*** Document passage Section Begins ***

A midwife who claimed she was punished by NHS managers after revealing working practices she believed put patients at risk has lost an employment tribunal.
Louise Westwood said she was wrongly accused of bullying after reporting concerns at the Cotswold Maternity Unit in Chipping Norton.
Oxford University Hospitals Trust (OUHT) had denied the allegations.
Mr Tony McDonald, general manager of children’s and women’s services for OUHT said: “We are pleased that the Employment Tribunal ruled that Mrs Westwood’s allegations were not well founded and that they have been dismissed.
“The Trust takes all allegations of bullying and harassment extremely seriously. We have a comprehensive policy in place to support staff who wish to raise matters of concern, which are thoroughly investigated and appropriate action taken.
“Staff are never penalised for raising concerns about the services we provide.”
The employment tribunal, held in Reading, found Mrs Westwood was moved from her post in Chipping Norton legitimately.
The midwife, who had ten years of experience, thought that standards of care had slipped after a series of incidents at the maternity unit.
She wrote to alert managers about the problems, including a partially deaf midwife who left a mother and her baby in bed after she failed to hear a fire drill at the unit.
The letter, sent in January last year, also complained that another colleague was repeatedly late and had deliberately filled her time sheets out incorrectly. The trust launched an internal investigation after the deaf midwife – known only as Midwife Two – made an official complaint about Mrs Westwood’s “bullying behaviour” in April last year.
Mrs Westwood was removed from the unit during the inquiry, which found her guilty of bullying behaviour and led to a 12-month written warning.
The tribunal heard that she has been signed off work sick since December last year for the stress she had suffered during the investigation.

*** Document passage Section Ends ***
*** Dataset extract Section Begins ***

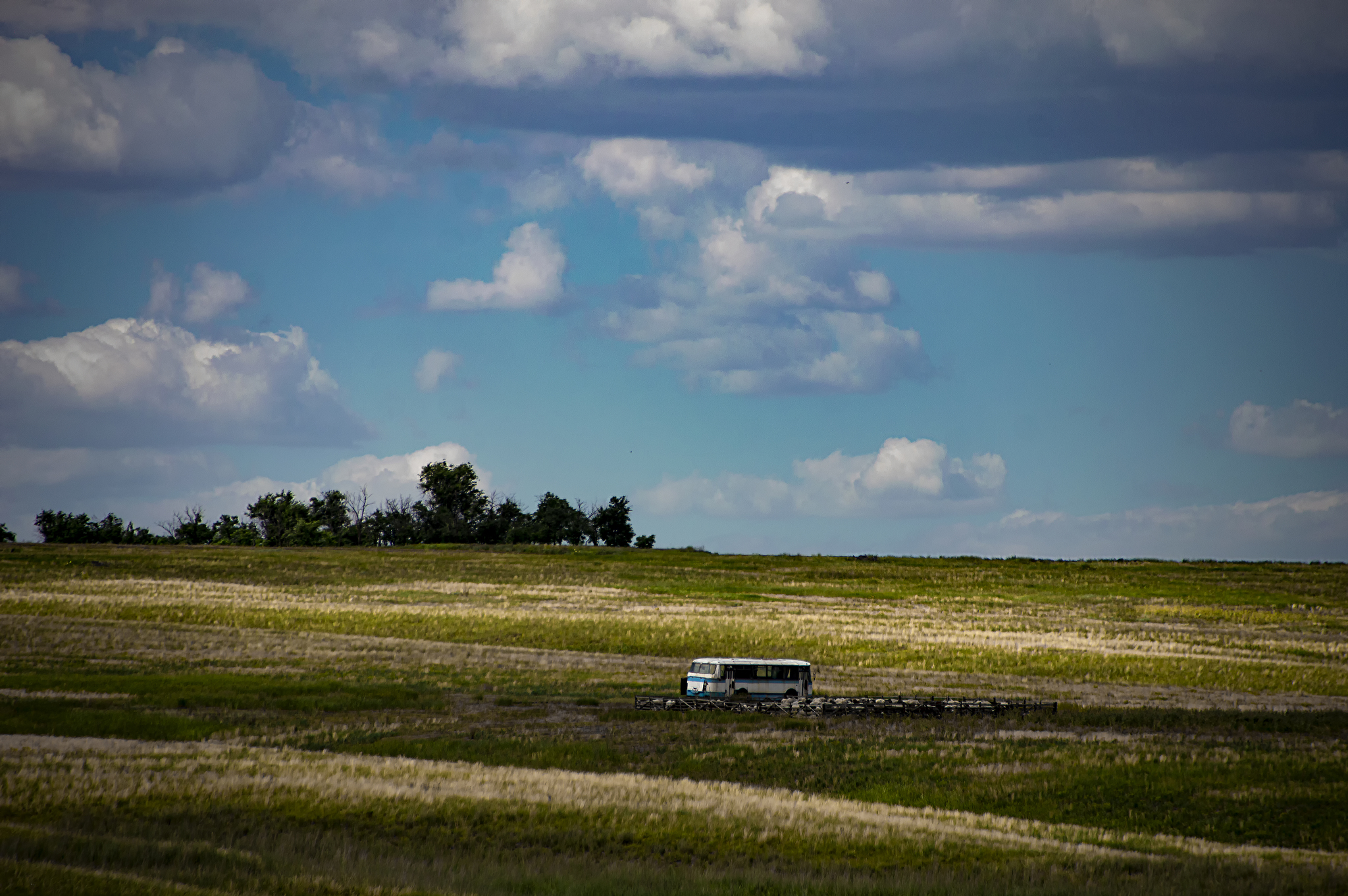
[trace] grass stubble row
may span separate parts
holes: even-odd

*** Dataset extract Section Ends ***
*** Dataset extract Section Begins ***

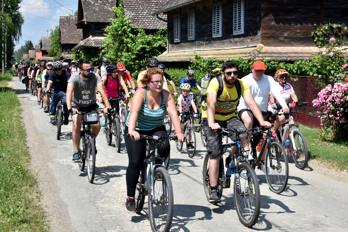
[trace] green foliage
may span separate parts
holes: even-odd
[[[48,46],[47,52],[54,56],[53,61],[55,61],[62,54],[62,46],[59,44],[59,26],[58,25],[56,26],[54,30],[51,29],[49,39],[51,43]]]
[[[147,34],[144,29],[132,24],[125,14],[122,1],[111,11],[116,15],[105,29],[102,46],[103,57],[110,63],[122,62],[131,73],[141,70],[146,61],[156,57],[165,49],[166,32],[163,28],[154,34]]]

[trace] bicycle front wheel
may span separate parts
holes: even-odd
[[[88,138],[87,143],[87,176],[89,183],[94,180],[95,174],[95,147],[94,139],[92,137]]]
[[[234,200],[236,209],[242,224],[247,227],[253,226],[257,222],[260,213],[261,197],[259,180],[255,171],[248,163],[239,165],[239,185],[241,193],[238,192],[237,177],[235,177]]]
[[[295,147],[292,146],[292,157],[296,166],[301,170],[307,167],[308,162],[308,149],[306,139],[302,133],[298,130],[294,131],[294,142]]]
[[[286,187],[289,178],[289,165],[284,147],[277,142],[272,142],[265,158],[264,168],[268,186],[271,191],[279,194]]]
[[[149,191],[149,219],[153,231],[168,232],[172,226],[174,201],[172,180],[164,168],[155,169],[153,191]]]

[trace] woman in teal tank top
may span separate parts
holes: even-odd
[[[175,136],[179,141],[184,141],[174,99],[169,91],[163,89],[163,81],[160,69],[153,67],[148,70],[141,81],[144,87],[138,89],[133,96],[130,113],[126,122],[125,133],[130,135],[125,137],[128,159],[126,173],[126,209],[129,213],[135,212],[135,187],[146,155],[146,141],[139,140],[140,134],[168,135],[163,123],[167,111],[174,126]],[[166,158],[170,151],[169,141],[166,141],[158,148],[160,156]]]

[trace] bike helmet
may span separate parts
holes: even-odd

*** Dataset extract Section Ends ***
*** Dataset extract Section Begins ***

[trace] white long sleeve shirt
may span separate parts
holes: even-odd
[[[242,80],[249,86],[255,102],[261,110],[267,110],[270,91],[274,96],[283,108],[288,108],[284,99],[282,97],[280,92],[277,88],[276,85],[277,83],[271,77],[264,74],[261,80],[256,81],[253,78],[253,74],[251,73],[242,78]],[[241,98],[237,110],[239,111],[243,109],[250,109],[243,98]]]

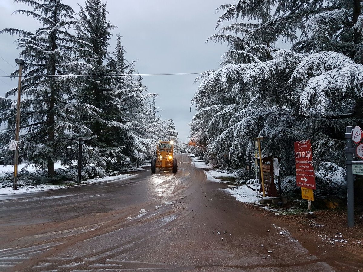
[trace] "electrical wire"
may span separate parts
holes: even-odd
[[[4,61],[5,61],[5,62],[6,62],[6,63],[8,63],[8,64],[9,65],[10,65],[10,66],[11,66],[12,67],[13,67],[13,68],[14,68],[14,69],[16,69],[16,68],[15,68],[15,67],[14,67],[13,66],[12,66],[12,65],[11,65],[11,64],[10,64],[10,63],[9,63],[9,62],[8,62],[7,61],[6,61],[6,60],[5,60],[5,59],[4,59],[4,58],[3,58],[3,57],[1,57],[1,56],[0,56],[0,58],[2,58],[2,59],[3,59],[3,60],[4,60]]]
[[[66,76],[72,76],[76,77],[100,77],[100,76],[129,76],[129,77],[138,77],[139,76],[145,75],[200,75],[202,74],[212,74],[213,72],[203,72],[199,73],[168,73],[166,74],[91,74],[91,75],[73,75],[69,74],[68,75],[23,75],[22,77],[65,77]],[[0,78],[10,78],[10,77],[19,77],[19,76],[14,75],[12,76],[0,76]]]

*** Dataset extract Section Ends ***

■ What to do
1. Translate this sentence from the midwife tribunal article into Spanish: "Oxford University Hospitals Trust (OUHT) had denied the allegations."
2. State whether each statement agrees with the midwife tribunal article. Answer yes or no, and quote the deciding words of the article.
(a) The employment tribunal took place in Reading.
(b) Mrs Westwood sent her letter to managers in April last year.
(c) The internal inquiry resulted in a 12-month written warning for Mrs Westwood.
3. Continue the midwife tribunal article from its final sentence.
The entries are separate material and have no connection to the midwife tribunal article.

■ Answers for the exercise
1. El Oxford University Hospitals Trust (OUHT) había negado las acusaciones.

2.
(a) Yes: "The employment tribunal, held in Reading"
(b) No: "The letter, sent in January last year"
(c) Yes: "led to a 12-month written warning"

3.
Another midwife who had also complained about Midwife Two was dismissed over the bullying storm, the tribunal heard.
The tribunal heard Mrs Westwood thought she had followed national and trust guidelines by raising her concerns over patient safety.
However, she said the letter had ruined her ten-year career as a midwife. She said: “I genuinely believed that various practices carried out by colleagues was putting patients at risk and involved potentially fraudulent activity.
“I was entitled to then submit these concerns.
“Coincidentally, some weeks later I and another colleague received bullying and harassment allegations against us and were removed from the unit while the investigations took place.”
Mrs Westwood said she was “mortified and shocked” by what happened.
She said: “I feel violated and exposed.
“I never expected this turn of events to have happened and my only concern has always been for the mothers, fathers and babies I serve.”
The Trust denied Mrs Westwood’s claims and said she bullied and harassed Midwife Two over a number of years.
Managers told the panel that they stood by the decision to discipline her following their internal probe into the bullying allegations.